Passage to read
+-------+

Hi Kimberly,
Acanthomatous epulis (now usually called acanthomatous ameloblastoma) is a benign tumor. They are locally destructive and can get very large but to not metastasize. These can be cured with complete excision, which does require rostral mandibulectomy. But most patients do very well, particularly in rostral locations like this one. I know the idea is scary to many owners though. I'm a little confused about the terminology they gave you here so if this is some other variant, then maybe behavior is different?
I've treated a few acanthomatous ameloblastomas (acanthomatous epulis) with herbs after excisional biopsy (which removed gross disease but not underlying bone) and have had some good success, although the patients I have treated had pretty small tumors to begin with (smaller than this one). I haven't done too many though because I usually have a long discussion about high cure rate with surgery, which is ultimately less expensive, especially for a 5 year old dog that will likely need to stay on herbs for life to prevent recurrence if there is success. So most of my clients have gone to surgery.

+-------+

Task instructions
A. According to the passage on acanthomatous epulis, what surgery is needed to cure the tumor by complete excision?
B. From the passage on acanthomatous epulis, copy the words between "I've treated a" and "gone to surgery.", inclusive.
C. Write what follows the last sentence of the passage on acanthomatous epulis.

Records provided

+-------+

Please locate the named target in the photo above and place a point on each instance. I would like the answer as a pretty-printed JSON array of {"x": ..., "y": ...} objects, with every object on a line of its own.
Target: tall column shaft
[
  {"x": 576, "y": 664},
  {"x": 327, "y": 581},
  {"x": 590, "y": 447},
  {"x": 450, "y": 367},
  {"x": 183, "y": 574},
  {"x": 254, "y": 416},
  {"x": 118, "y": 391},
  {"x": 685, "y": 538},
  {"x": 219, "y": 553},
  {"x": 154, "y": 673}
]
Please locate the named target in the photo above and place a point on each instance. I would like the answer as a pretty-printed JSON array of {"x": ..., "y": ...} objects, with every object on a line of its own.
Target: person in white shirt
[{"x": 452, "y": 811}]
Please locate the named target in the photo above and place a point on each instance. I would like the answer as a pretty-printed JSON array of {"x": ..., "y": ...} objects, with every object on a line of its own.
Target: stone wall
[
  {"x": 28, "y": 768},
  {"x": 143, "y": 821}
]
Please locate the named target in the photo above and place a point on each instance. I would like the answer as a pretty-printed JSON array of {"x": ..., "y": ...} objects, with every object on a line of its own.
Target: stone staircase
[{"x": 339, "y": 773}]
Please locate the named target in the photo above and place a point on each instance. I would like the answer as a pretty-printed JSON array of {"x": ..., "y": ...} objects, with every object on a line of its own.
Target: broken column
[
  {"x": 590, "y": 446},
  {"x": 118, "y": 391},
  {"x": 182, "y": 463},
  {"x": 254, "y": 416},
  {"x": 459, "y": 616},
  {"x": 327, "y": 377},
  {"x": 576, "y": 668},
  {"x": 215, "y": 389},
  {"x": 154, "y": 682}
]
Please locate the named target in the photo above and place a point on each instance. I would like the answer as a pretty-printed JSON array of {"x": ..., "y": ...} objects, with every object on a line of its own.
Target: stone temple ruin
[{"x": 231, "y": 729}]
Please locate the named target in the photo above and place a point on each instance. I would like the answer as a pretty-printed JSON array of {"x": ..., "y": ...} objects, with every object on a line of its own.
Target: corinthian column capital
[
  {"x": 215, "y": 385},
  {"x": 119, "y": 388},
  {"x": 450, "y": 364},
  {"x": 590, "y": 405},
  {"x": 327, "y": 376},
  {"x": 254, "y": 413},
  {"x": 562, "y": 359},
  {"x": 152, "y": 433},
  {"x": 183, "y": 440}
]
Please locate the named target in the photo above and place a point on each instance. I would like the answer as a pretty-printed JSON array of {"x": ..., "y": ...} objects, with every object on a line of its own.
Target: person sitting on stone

+-------+

Your written answers
A. Rostral mandibulectomy.

B.
I've treated a few acanthomatous ameloblastomas (acanthomatous epulis) with herbs after excisional biopsy (which removed gross disease but not underlying bone) and have had some good success, although the patients I have treated had pretty small tumors to begin with (smaller than this one). I haven't done too many though because I usually have a long discussion about high cure rate with surgery, which is ultimately less expensive, especially for a 5 year old dog that will likely need to stay on herbs for life to prevent recurrence if there is success. So most of my clients have gone to surgery.

C.
Having said that, the two patients I treated after excisional biopsy did experience good long term control (a few years before I lost track of them). There was no gross tumor when we started so I can't tell you how long until regression. But I'd say if the owner is committed to going that route, as long as the mass isn't growing I'd continue with therapy. I usually tell people 3-6 weeks before a response is seen, but the tumor should not continue to grow at the same rate it was before starting herbs. I'd just be careful and monitor very closely so they don't wait too long that surgery will have to be more aggressive in order to remove all the disease if they are open to doing surgery if the herbs don't work.
I used Modified Xue Fu Zhu Yu tang in both of these patients. And with the tongue and pulse you are describing here, suggesting blood deficiency and blood stasis, that should be a good fit. One of the patients had some early regrowth about 6 months later (as best I can recall) and was showing signs of blood deficiency, so I just added Si Wu Tang to the protocol and we achieved disease control again. I find that many of my patients on long term blood movers like XFZYT do eventually need more blood tonification once the stasis is resolved. So, that's my n=2. FWIW.
Let us know how this guy does. I'd be interested to know.